*** Block opens ***

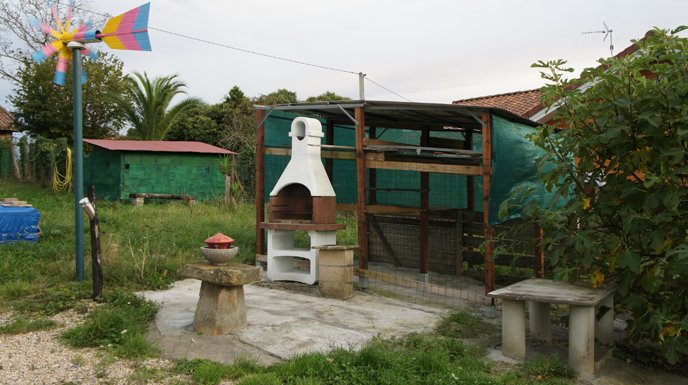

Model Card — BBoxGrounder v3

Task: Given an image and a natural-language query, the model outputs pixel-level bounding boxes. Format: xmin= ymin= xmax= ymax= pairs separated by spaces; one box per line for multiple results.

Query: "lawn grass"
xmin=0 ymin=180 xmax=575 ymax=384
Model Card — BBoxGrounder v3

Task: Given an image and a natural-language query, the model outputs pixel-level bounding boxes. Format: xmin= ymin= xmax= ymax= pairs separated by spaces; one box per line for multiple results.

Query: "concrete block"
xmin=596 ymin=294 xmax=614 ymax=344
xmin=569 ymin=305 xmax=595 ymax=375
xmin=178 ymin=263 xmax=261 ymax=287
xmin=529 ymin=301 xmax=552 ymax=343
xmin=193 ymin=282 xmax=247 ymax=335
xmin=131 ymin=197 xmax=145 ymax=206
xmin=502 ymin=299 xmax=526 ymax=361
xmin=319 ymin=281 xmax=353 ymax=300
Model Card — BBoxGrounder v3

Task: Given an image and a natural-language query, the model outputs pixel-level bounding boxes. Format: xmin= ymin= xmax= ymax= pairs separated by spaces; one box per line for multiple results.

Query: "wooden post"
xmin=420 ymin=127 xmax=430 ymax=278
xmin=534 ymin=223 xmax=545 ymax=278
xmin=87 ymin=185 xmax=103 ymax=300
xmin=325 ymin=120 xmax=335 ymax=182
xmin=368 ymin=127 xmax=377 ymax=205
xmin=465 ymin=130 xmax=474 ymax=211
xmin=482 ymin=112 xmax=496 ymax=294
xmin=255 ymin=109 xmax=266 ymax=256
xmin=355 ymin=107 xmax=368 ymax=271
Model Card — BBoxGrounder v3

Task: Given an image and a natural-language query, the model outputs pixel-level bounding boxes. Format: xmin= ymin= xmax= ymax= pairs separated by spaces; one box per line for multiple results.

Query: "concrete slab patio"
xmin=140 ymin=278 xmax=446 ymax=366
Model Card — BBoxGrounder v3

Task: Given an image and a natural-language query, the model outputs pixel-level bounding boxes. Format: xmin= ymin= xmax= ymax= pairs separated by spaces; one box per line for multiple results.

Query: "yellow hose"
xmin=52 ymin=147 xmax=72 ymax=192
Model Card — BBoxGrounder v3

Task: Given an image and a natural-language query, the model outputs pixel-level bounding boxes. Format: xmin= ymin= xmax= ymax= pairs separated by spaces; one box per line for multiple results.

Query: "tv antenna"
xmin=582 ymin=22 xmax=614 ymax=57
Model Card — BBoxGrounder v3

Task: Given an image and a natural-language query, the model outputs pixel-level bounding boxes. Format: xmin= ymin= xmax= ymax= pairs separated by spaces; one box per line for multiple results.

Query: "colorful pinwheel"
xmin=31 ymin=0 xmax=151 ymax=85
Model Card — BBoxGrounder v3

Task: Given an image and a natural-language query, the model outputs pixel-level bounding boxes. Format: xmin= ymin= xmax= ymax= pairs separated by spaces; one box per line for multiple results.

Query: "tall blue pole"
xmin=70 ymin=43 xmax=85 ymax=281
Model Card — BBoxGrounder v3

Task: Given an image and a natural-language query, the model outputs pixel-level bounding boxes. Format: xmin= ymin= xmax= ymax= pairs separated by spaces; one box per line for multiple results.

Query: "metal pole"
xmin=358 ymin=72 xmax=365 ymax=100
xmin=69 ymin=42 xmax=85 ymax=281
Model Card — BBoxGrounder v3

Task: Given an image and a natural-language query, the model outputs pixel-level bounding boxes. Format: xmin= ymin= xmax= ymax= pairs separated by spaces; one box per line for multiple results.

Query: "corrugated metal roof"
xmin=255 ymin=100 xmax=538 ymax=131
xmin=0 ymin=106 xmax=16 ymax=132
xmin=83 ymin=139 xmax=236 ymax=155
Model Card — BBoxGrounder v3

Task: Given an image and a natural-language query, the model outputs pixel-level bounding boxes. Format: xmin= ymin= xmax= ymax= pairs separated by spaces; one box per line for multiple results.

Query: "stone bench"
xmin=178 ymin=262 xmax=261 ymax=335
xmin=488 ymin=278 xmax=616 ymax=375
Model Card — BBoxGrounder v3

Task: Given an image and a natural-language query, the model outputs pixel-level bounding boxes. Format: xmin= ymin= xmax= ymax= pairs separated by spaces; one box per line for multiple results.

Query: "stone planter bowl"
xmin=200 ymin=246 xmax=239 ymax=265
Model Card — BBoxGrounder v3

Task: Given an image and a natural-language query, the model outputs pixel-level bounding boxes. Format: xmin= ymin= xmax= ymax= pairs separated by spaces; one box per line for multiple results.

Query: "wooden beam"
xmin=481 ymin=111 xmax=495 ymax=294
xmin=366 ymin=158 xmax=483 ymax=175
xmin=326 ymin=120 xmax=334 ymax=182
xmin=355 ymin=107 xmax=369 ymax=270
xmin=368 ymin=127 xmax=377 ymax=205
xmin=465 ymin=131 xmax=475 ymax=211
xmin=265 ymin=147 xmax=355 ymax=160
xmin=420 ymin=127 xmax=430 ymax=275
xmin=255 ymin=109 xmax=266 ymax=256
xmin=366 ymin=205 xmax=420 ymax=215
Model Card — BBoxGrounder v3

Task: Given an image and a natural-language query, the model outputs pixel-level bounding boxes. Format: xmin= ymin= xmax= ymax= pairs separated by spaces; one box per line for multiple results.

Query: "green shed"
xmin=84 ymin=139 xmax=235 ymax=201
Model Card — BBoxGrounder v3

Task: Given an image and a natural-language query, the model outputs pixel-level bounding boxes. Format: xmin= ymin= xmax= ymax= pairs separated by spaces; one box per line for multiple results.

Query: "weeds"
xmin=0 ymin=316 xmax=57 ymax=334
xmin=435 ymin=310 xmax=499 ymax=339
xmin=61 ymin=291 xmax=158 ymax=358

*** Block closes ***

> [TASK REQUIREMENTS] The entries above should be retyped word for word, with all pictures omitted.

> [RESPONSE BELOW]
Model Card — BBoxGrounder v3

Task: Given an image and a natural-language query, the model outputs pixel-level bounding boxes. Format: xmin= ymin= xmax= ymax= pairs separated by spaces; one box per line for multiple results.

Query: "lawn grass"
xmin=0 ymin=180 xmax=575 ymax=384
Model Card — BBoxGrounder v3

Task: Given an image and a natural-language query, the model outputs pixel-level bounding boxes. Format: xmin= ymin= xmax= ymax= pairs separated by spaces; one box per line for multiple results.

Query: "concrete block"
xmin=596 ymin=294 xmax=614 ymax=344
xmin=569 ymin=305 xmax=595 ymax=375
xmin=178 ymin=263 xmax=261 ymax=287
xmin=529 ymin=301 xmax=552 ymax=343
xmin=193 ymin=282 xmax=247 ymax=335
xmin=131 ymin=197 xmax=145 ymax=206
xmin=502 ymin=299 xmax=526 ymax=361
xmin=319 ymin=281 xmax=353 ymax=300
Model Card — BBoxGrounder v3

Task: Given an image and a natural-language query, the model outputs pixel-level bounding boxes. Format: xmin= ymin= xmax= ymax= pairs separated by spaces; one box per line for multiple results.

Query: "wooden post"
xmin=420 ymin=127 xmax=430 ymax=278
xmin=534 ymin=223 xmax=545 ymax=278
xmin=87 ymin=185 xmax=103 ymax=300
xmin=325 ymin=120 xmax=335 ymax=182
xmin=368 ymin=127 xmax=377 ymax=205
xmin=465 ymin=130 xmax=474 ymax=211
xmin=482 ymin=112 xmax=496 ymax=294
xmin=255 ymin=109 xmax=266 ymax=256
xmin=355 ymin=107 xmax=368 ymax=271
Model Card — BBoxGrounder v3

Task: Given an image and a natural-language query, the model outputs pixel-level bounding boxes. Format: xmin= ymin= xmax= ymax= pairs separated by spaces; one box per line for multiple results.

Query: "concrete slab patio"
xmin=140 ymin=278 xmax=446 ymax=366
Model Card — BBoxGrounder v3

Task: Given an image and a natural-language query, the model outputs pixel-level bounding boxes. Format: xmin= ymin= xmax= ymax= pairs separated by spaces; one box per line for multiple results.

Query: "yellow hose"
xmin=52 ymin=147 xmax=72 ymax=192
Model Card — BBoxGrounder v3

Task: Given an image and a natural-language query, the model outputs pixel-level bounding boxes. Format: xmin= ymin= xmax= ymax= pairs separated by spaces; one box per line for multiple results.

Query: "tv antenna"
xmin=582 ymin=22 xmax=614 ymax=57
Model Card — BBoxGrounder v3

Task: Given an image and a natural-language query, the model outputs pixel-level bounding boxes. Format: xmin= ymin= xmax= ymax= pairs separated by spaces; one box per line for multiple results.

Query: "colorful pinwheel"
xmin=31 ymin=0 xmax=151 ymax=85
Model Card — BBoxGrounder v3

Task: Given an image and a natural-language query, the model outputs pixel-level bounding boxes. Format: xmin= ymin= xmax= ymax= pairs separated by spaces; one box per line for multiple results.

Query: "tall blue pole"
xmin=70 ymin=43 xmax=85 ymax=281
Model Card — BBoxGrounder v3

Task: Given an image and a natural-language query, the model outputs pixel-level bounding boxes. Format: xmin= ymin= xmax= ymax= pairs separated by spaces; one box per line for multiple results.

Query: "metal pole"
xmin=358 ymin=72 xmax=365 ymax=100
xmin=69 ymin=42 xmax=85 ymax=281
Model Card — BBoxGrounder v3

Task: Given an image and a natural-language query, the model outputs pixel-level bounding boxes. Format: xmin= ymin= xmax= ymax= pairs separated by spaces; one box per line for multiple results.

Query: "corrugated metal roof"
xmin=255 ymin=100 xmax=538 ymax=131
xmin=0 ymin=106 xmax=16 ymax=132
xmin=83 ymin=139 xmax=236 ymax=155
Model Card — BBoxGrounder v3

Task: Given an image and a natural-language query, the model outputs pixel-level bounding boxes. Format: xmin= ymin= xmax= ymax= pairs separated by spaces; one box per line for multiple results.

Query: "stone bench"
xmin=178 ymin=262 xmax=261 ymax=335
xmin=488 ymin=278 xmax=616 ymax=375
Model Card — BBoxGrounder v3

Task: Given an image and a natural-language query, the model outputs pixel-level bounding boxes. Format: xmin= ymin= xmax= ymax= pairs separated by spaces; one box per line for multiple results.

Query: "stone planter bowl"
xmin=200 ymin=246 xmax=239 ymax=265
Model Card — BBoxGrounder v3

Task: Given an image and a natural-language query, the model outputs pixel-level bounding boxes. Format: xmin= ymin= xmax= ymax= pairs separated by spaces; one box per line for multiple results.

Query: "wooden beam"
xmin=481 ymin=111 xmax=495 ymax=294
xmin=366 ymin=158 xmax=483 ymax=175
xmin=326 ymin=120 xmax=334 ymax=182
xmin=355 ymin=107 xmax=369 ymax=270
xmin=368 ymin=127 xmax=377 ymax=205
xmin=465 ymin=131 xmax=475 ymax=211
xmin=265 ymin=147 xmax=355 ymax=160
xmin=420 ymin=127 xmax=430 ymax=275
xmin=255 ymin=109 xmax=266 ymax=256
xmin=366 ymin=205 xmax=420 ymax=215
Model Card — BBoxGrounder v3

Task: Given an image and a natural-language query, the model outputs pixel-level bounding boxes. Format: xmin= ymin= xmax= ymax= pairs separated by spaces; one box per line for multiple results.

Query: "green shed"
xmin=84 ymin=139 xmax=235 ymax=201
Model Card — BBoxGrounder v3

Task: Given an image and a natural-language query, the model outputs pixel-level bounding boxes. Format: xmin= ymin= xmax= ymax= pairs separated by spaces; one box per line for multiple results.

Query: "weeds"
xmin=0 ymin=316 xmax=57 ymax=334
xmin=435 ymin=310 xmax=499 ymax=339
xmin=61 ymin=291 xmax=158 ymax=358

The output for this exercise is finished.